*TO DO*:
Copy every line of the items below word for word. Leave out the pictures.
— START OF SUPPLIED RECORDS —
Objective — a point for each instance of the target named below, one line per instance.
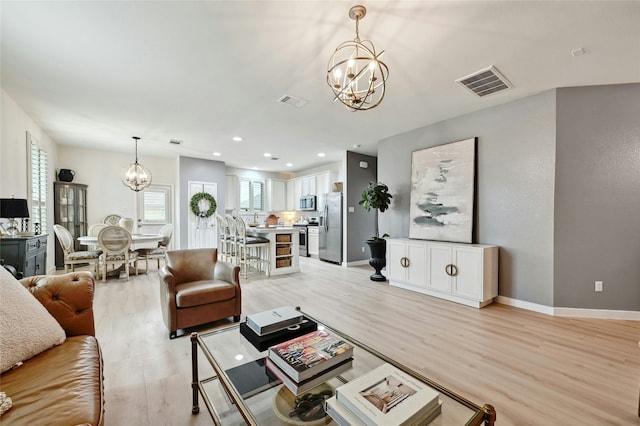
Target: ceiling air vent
(484, 82)
(292, 100)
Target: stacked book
(385, 396)
(309, 360)
(275, 326)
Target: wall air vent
(292, 100)
(484, 82)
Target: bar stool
(232, 238)
(251, 250)
(223, 234)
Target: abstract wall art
(442, 192)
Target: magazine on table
(308, 384)
(387, 396)
(308, 355)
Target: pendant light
(355, 72)
(136, 176)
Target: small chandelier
(355, 73)
(136, 176)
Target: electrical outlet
(599, 286)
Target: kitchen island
(284, 248)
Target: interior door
(202, 230)
(154, 208)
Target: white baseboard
(358, 263)
(570, 312)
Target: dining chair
(126, 223)
(115, 242)
(111, 219)
(93, 231)
(251, 250)
(158, 252)
(72, 257)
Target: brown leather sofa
(196, 288)
(63, 385)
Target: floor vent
(484, 82)
(292, 100)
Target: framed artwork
(442, 192)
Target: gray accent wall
(515, 187)
(558, 189)
(196, 169)
(360, 225)
(597, 199)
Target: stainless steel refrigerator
(331, 228)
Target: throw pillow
(26, 327)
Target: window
(38, 166)
(154, 205)
(251, 195)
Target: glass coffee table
(231, 399)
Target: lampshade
(136, 176)
(11, 208)
(355, 72)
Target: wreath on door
(195, 205)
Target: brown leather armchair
(196, 288)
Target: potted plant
(376, 196)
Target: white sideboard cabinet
(463, 273)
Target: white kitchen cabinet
(276, 196)
(463, 273)
(407, 262)
(231, 197)
(313, 240)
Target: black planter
(378, 259)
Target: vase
(378, 259)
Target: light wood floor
(535, 369)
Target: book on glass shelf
(309, 355)
(344, 417)
(252, 378)
(298, 388)
(387, 396)
(273, 320)
(262, 343)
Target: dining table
(137, 241)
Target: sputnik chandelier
(136, 176)
(355, 73)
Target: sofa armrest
(224, 271)
(68, 298)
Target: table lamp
(11, 208)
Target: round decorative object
(195, 205)
(284, 402)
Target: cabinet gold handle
(451, 270)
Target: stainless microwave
(308, 202)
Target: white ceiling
(96, 73)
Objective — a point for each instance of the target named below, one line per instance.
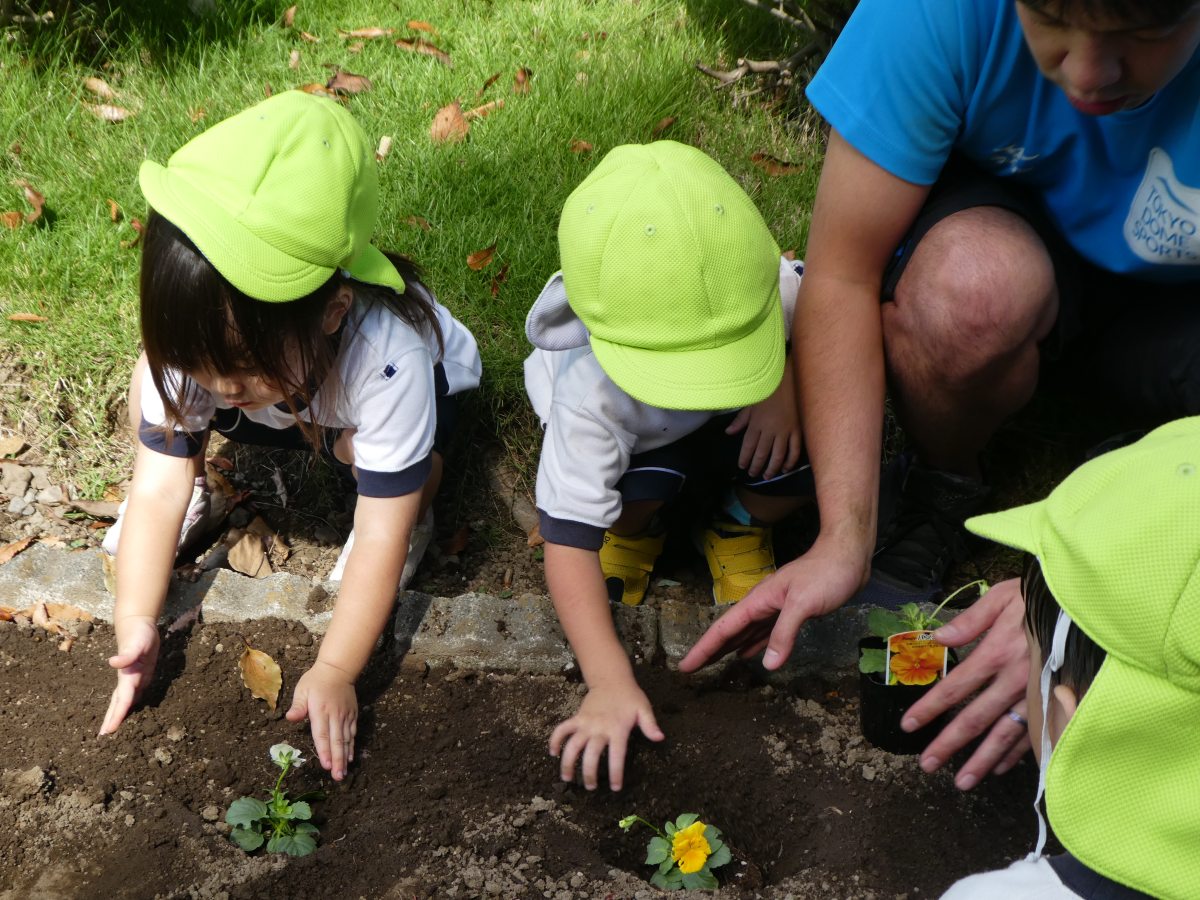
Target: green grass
(604, 72)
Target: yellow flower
(689, 847)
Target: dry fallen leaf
(261, 675)
(491, 79)
(419, 45)
(108, 112)
(773, 166)
(367, 33)
(100, 88)
(343, 82)
(484, 111)
(481, 258)
(384, 148)
(10, 550)
(249, 557)
(663, 125)
(499, 279)
(449, 124)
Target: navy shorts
(1132, 346)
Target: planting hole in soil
(453, 792)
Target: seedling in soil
(910, 617)
(281, 823)
(685, 852)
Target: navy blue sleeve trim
(568, 533)
(395, 484)
(180, 444)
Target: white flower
(285, 755)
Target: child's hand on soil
(137, 652)
(325, 695)
(605, 719)
(772, 443)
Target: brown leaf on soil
(108, 112)
(663, 125)
(499, 279)
(249, 556)
(36, 201)
(534, 538)
(343, 82)
(481, 258)
(419, 45)
(456, 543)
(261, 675)
(100, 88)
(366, 33)
(449, 125)
(383, 149)
(773, 166)
(491, 79)
(483, 112)
(10, 550)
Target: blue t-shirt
(909, 81)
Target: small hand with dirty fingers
(325, 695)
(996, 672)
(137, 653)
(605, 720)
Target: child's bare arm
(773, 441)
(325, 693)
(615, 705)
(157, 502)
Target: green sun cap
(672, 270)
(277, 197)
(1119, 541)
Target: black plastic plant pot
(882, 706)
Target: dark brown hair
(193, 318)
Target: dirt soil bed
(453, 792)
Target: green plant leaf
(246, 838)
(885, 623)
(245, 811)
(657, 851)
(720, 857)
(702, 880)
(294, 845)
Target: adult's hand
(996, 672)
(772, 615)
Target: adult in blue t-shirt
(1009, 189)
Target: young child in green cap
(269, 317)
(660, 358)
(1113, 621)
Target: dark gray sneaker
(921, 532)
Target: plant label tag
(913, 658)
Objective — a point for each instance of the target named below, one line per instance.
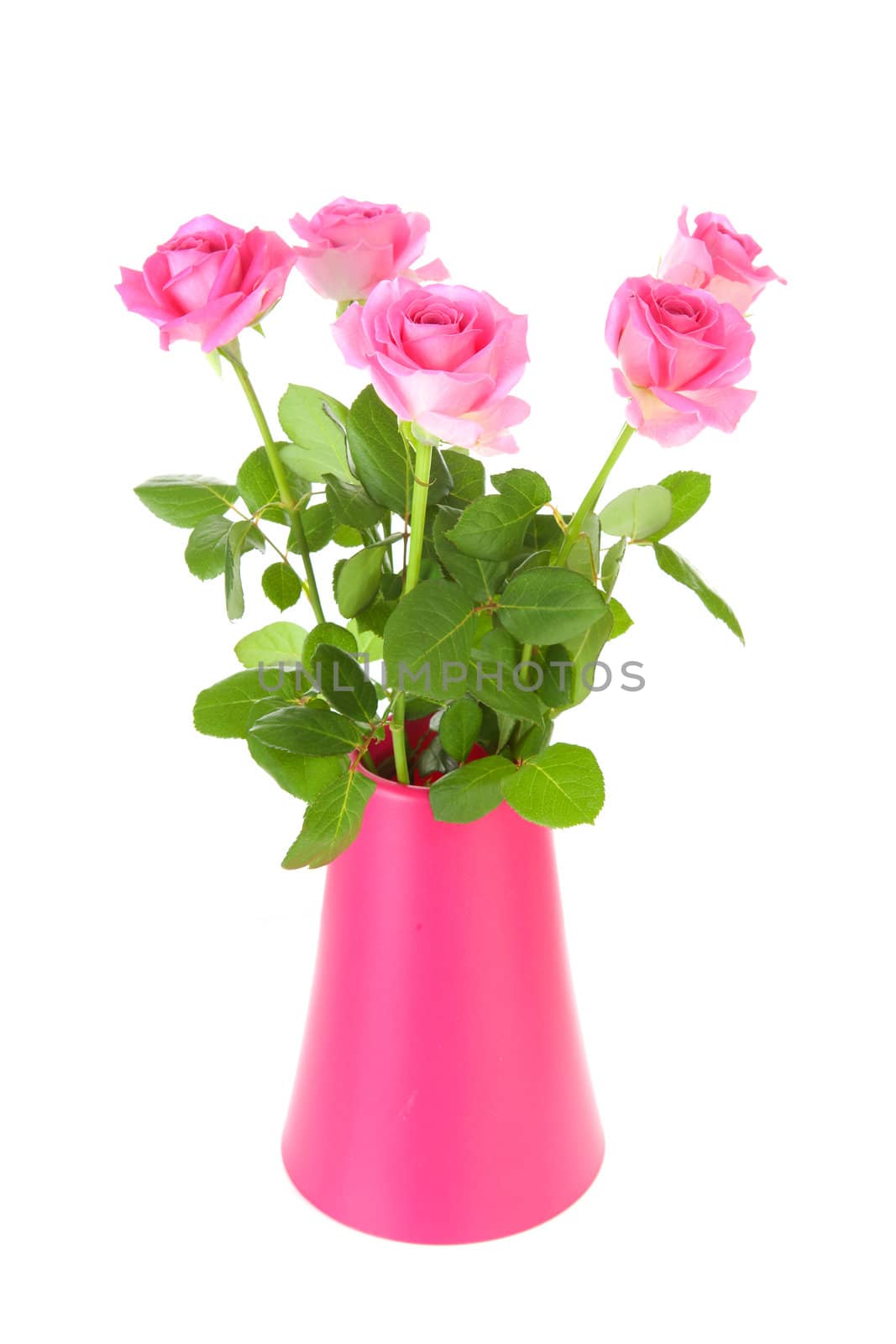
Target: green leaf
(468, 477)
(548, 605)
(304, 777)
(560, 786)
(223, 709)
(351, 506)
(258, 488)
(235, 544)
(356, 580)
(637, 512)
(307, 730)
(344, 685)
(282, 585)
(380, 456)
(374, 617)
(490, 680)
(281, 642)
(347, 537)
(611, 562)
(367, 642)
(382, 459)
(479, 578)
(584, 557)
(429, 636)
(207, 548)
(621, 618)
(689, 492)
(316, 425)
(186, 501)
(328, 633)
(678, 568)
(332, 822)
(533, 739)
(470, 792)
(544, 534)
(317, 523)
(459, 726)
(493, 528)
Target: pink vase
(443, 1092)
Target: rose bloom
(680, 354)
(718, 259)
(208, 281)
(355, 244)
(443, 356)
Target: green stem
(288, 499)
(586, 507)
(422, 464)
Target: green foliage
(689, 492)
(560, 786)
(351, 506)
(459, 726)
(495, 528)
(332, 822)
(678, 568)
(258, 488)
(186, 501)
(356, 580)
(307, 730)
(347, 537)
(468, 477)
(548, 605)
(238, 537)
(610, 568)
(223, 710)
(470, 792)
(316, 427)
(584, 557)
(281, 642)
(430, 635)
(493, 682)
(621, 618)
(344, 685)
(207, 548)
(479, 578)
(301, 776)
(383, 460)
(544, 534)
(281, 585)
(638, 512)
(380, 456)
(328, 633)
(317, 523)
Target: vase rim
(391, 785)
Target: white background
(731, 914)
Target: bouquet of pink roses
(463, 622)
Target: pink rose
(443, 356)
(355, 244)
(208, 281)
(681, 353)
(718, 259)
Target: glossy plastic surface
(443, 1092)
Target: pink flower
(680, 353)
(443, 356)
(208, 281)
(718, 259)
(355, 244)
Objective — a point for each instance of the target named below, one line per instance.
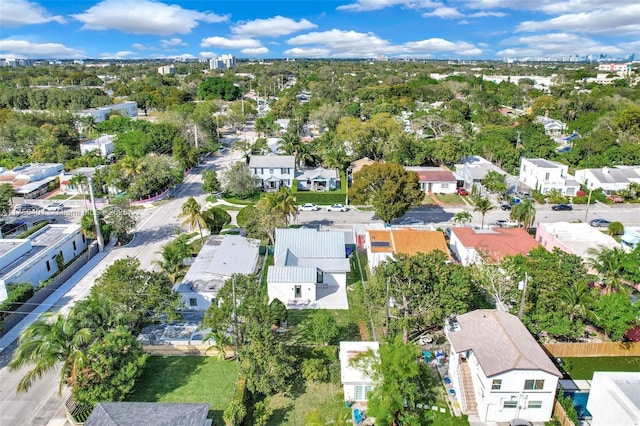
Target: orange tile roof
(407, 241)
(499, 243)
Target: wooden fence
(578, 350)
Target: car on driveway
(22, 208)
(308, 207)
(599, 222)
(54, 207)
(337, 208)
(561, 207)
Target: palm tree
(462, 218)
(193, 215)
(578, 297)
(49, 340)
(524, 213)
(483, 205)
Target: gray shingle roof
(500, 342)
(277, 161)
(147, 413)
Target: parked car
(27, 208)
(561, 207)
(337, 208)
(308, 207)
(507, 223)
(599, 222)
(411, 221)
(54, 207)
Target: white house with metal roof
(497, 369)
(220, 257)
(544, 175)
(273, 171)
(310, 269)
(609, 179)
(35, 259)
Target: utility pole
(96, 220)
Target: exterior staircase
(469, 405)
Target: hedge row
(17, 294)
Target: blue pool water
(580, 403)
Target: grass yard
(188, 379)
(583, 368)
(325, 398)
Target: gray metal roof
(272, 160)
(500, 342)
(148, 413)
(308, 243)
(292, 274)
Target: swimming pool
(580, 403)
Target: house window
(533, 384)
(510, 404)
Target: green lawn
(583, 368)
(188, 379)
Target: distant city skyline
(340, 29)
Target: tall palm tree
(578, 297)
(193, 215)
(483, 205)
(524, 213)
(462, 218)
(51, 339)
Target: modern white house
(36, 258)
(126, 109)
(497, 369)
(609, 179)
(103, 144)
(614, 399)
(273, 171)
(220, 257)
(355, 382)
(436, 180)
(310, 269)
(544, 175)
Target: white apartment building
(544, 175)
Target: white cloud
— END OF SUPPLIED RECORDS —
*RESULT OF THE TASK*:
Objective — a point for each instance of the target named below, one line per instance.
Target: ceiling air vent
(484, 82)
(292, 100)
Target: stacked book
(385, 396)
(309, 360)
(275, 326)
Target: wall air vent
(292, 100)
(484, 82)
Target: bar stool
(232, 238)
(251, 250)
(223, 234)
Target: abstract wall art
(442, 192)
Target: magazine on table
(308, 384)
(387, 396)
(308, 355)
Target: pendant light
(355, 72)
(136, 176)
Target: small chandelier
(355, 73)
(136, 176)
Target: electrical outlet
(599, 286)
Target: kitchen island
(284, 248)
Target: interior door
(202, 230)
(154, 208)
Target: white baseboard
(358, 263)
(570, 312)
Target: dining chair
(126, 223)
(115, 242)
(111, 219)
(93, 231)
(251, 250)
(158, 252)
(72, 257)
Target: brown leather sofa
(196, 288)
(63, 385)
Target: floor vent
(484, 82)
(292, 100)
Target: framed artwork
(442, 192)
Target: gray accent wall
(515, 187)
(558, 189)
(196, 169)
(360, 225)
(597, 199)
Target: stainless steel refrigerator
(331, 228)
Target: throw pillow
(26, 327)
Target: window
(38, 166)
(154, 205)
(251, 195)
Target: glass coffee table
(231, 399)
Target: lampshade
(136, 176)
(11, 208)
(355, 72)
Target: wreath on door
(195, 205)
Target: brown leather armchair
(196, 288)
Target: potted plant
(376, 196)
Target: white sideboard cabinet
(463, 273)
Target: white kitchen cabinet
(276, 196)
(463, 273)
(407, 262)
(231, 197)
(313, 240)
Target: black planter
(378, 259)
Target: vase
(378, 259)
Target: light wood floor
(535, 369)
Target: book on glass shelf
(309, 355)
(344, 417)
(252, 378)
(298, 388)
(387, 396)
(273, 320)
(262, 343)
Target: dining table
(137, 241)
Target: sputnik chandelier
(136, 176)
(355, 73)
Target: sofa armrest
(224, 271)
(68, 298)
Target: table lamp
(11, 208)
Target: round decorative object
(195, 205)
(284, 402)
Target: cabinet gold handle
(451, 270)
Target: stainless microwave
(308, 202)
Target: white ceiling
(96, 73)
Objective — a point for each instance of the target named below, one line per instance.
Target: green grass
(604, 72)
Target: yellow flower
(689, 847)
Target: dry fallen leaf
(261, 675)
(491, 79)
(419, 45)
(108, 112)
(773, 166)
(367, 33)
(100, 88)
(343, 82)
(484, 111)
(481, 258)
(384, 148)
(10, 550)
(249, 557)
(663, 125)
(499, 279)
(449, 124)
Target: navy shorts
(1132, 346)
Target: planting hole in soil
(453, 792)
Target: seedling in soil
(910, 617)
(281, 823)
(685, 852)
Target: navy blue sleeve trim
(568, 533)
(395, 484)
(180, 444)
Target: white flower
(285, 755)
Target: child's hand on soil
(137, 652)
(325, 695)
(605, 719)
(772, 443)
Target: brown leaf on soil
(108, 112)
(663, 125)
(499, 279)
(249, 556)
(36, 201)
(534, 538)
(343, 82)
(481, 258)
(419, 45)
(456, 543)
(261, 675)
(100, 88)
(366, 33)
(449, 125)
(383, 149)
(773, 166)
(491, 79)
(483, 112)
(10, 550)
Target: blue t-shirt
(909, 81)
Target: small hand with dirty fingers
(325, 695)
(996, 672)
(137, 653)
(605, 720)
Target: child's bare arm
(773, 441)
(325, 693)
(615, 705)
(157, 502)
Target: green sun cap
(672, 270)
(277, 197)
(1119, 541)
Target: black plastic plant pot
(882, 706)
Target: dark brown hair
(193, 318)
Target: dirt soil bed
(453, 792)
Target: green plant leaf
(246, 838)
(885, 623)
(245, 811)
(657, 851)
(720, 857)
(702, 880)
(294, 845)
Target: adult's hand
(996, 672)
(772, 615)
Target: adult in blue t-shirt
(1009, 189)
Target: young child in green cap
(269, 317)
(660, 358)
(1113, 621)
Target: dark gray sneaker
(921, 532)
Target: plant label tag
(913, 658)
Objective — a point for each instance of the target named below, one line per instance.
Target: green leaf
(468, 477)
(548, 605)
(304, 777)
(560, 786)
(223, 709)
(351, 506)
(258, 488)
(235, 544)
(356, 580)
(637, 512)
(307, 730)
(344, 685)
(282, 585)
(380, 456)
(374, 617)
(490, 680)
(281, 642)
(347, 537)
(611, 562)
(367, 642)
(382, 459)
(479, 578)
(584, 557)
(429, 636)
(207, 548)
(621, 618)
(689, 492)
(316, 425)
(186, 501)
(328, 633)
(678, 568)
(332, 822)
(533, 739)
(470, 792)
(544, 534)
(317, 523)
(459, 726)
(493, 528)
Target: pink vase
(443, 1092)
Target: rose bloom
(680, 354)
(718, 259)
(208, 281)
(355, 244)
(443, 356)
Target: green stem
(288, 499)
(586, 507)
(422, 464)
Target: green foliage
(689, 492)
(560, 786)
(351, 506)
(459, 726)
(495, 528)
(332, 822)
(678, 568)
(258, 488)
(186, 501)
(356, 580)
(307, 730)
(347, 537)
(468, 477)
(548, 605)
(238, 537)
(610, 568)
(223, 710)
(470, 792)
(316, 427)
(584, 557)
(281, 642)
(430, 635)
(493, 682)
(621, 618)
(344, 685)
(207, 548)
(479, 578)
(301, 776)
(383, 460)
(544, 534)
(281, 585)
(638, 512)
(380, 456)
(328, 633)
(317, 523)
Target: vase rim
(391, 785)
Target: white background
(731, 914)
Target: bouquet of pink roses
(463, 622)
Target: pink rose
(443, 356)
(355, 244)
(208, 281)
(681, 353)
(718, 259)
Target: glossy plastic surface
(443, 1092)
Target: pink flower
(680, 353)
(443, 356)
(208, 281)
(718, 259)
(355, 244)
Objective — a point for each instance of the target named below, one line per instance.
Target: orange tile roof
(407, 241)
(499, 243)
Target: wooden fence
(578, 350)
Target: car on driveway
(22, 208)
(308, 207)
(599, 222)
(54, 207)
(337, 208)
(561, 207)
Target: palm tree
(462, 218)
(193, 215)
(578, 297)
(49, 340)
(524, 213)
(483, 205)
Target: gray shingle roof
(500, 342)
(277, 161)
(147, 413)
Target: parked car
(27, 208)
(561, 207)
(337, 208)
(308, 207)
(507, 223)
(599, 222)
(411, 221)
(54, 207)
Target: white house with metal roof
(497, 369)
(220, 257)
(544, 175)
(273, 171)
(310, 269)
(609, 179)
(35, 259)
Target: utility pole
(96, 220)
Target: exterior staircase
(469, 405)
Target: hedge row
(17, 294)
Target: blue pool water
(580, 403)
Target: grass yard
(188, 379)
(583, 368)
(325, 398)
Target: gray metal roof
(272, 160)
(500, 342)
(148, 413)
(308, 243)
(292, 274)
Target: swimming pool
(580, 403)
Target: house window
(533, 384)
(510, 404)
Target: green lawn
(583, 368)
(188, 379)
Target: distant city skyline
(340, 29)
Target: tall palm tree
(578, 297)
(193, 215)
(483, 205)
(524, 213)
(462, 218)
(51, 339)
Target: modern white house
(36, 258)
(126, 109)
(497, 369)
(609, 179)
(103, 144)
(614, 399)
(273, 171)
(220, 257)
(355, 382)
(436, 180)
(310, 269)
(544, 175)
Target: white apartment building
(544, 175)
Target: white cloud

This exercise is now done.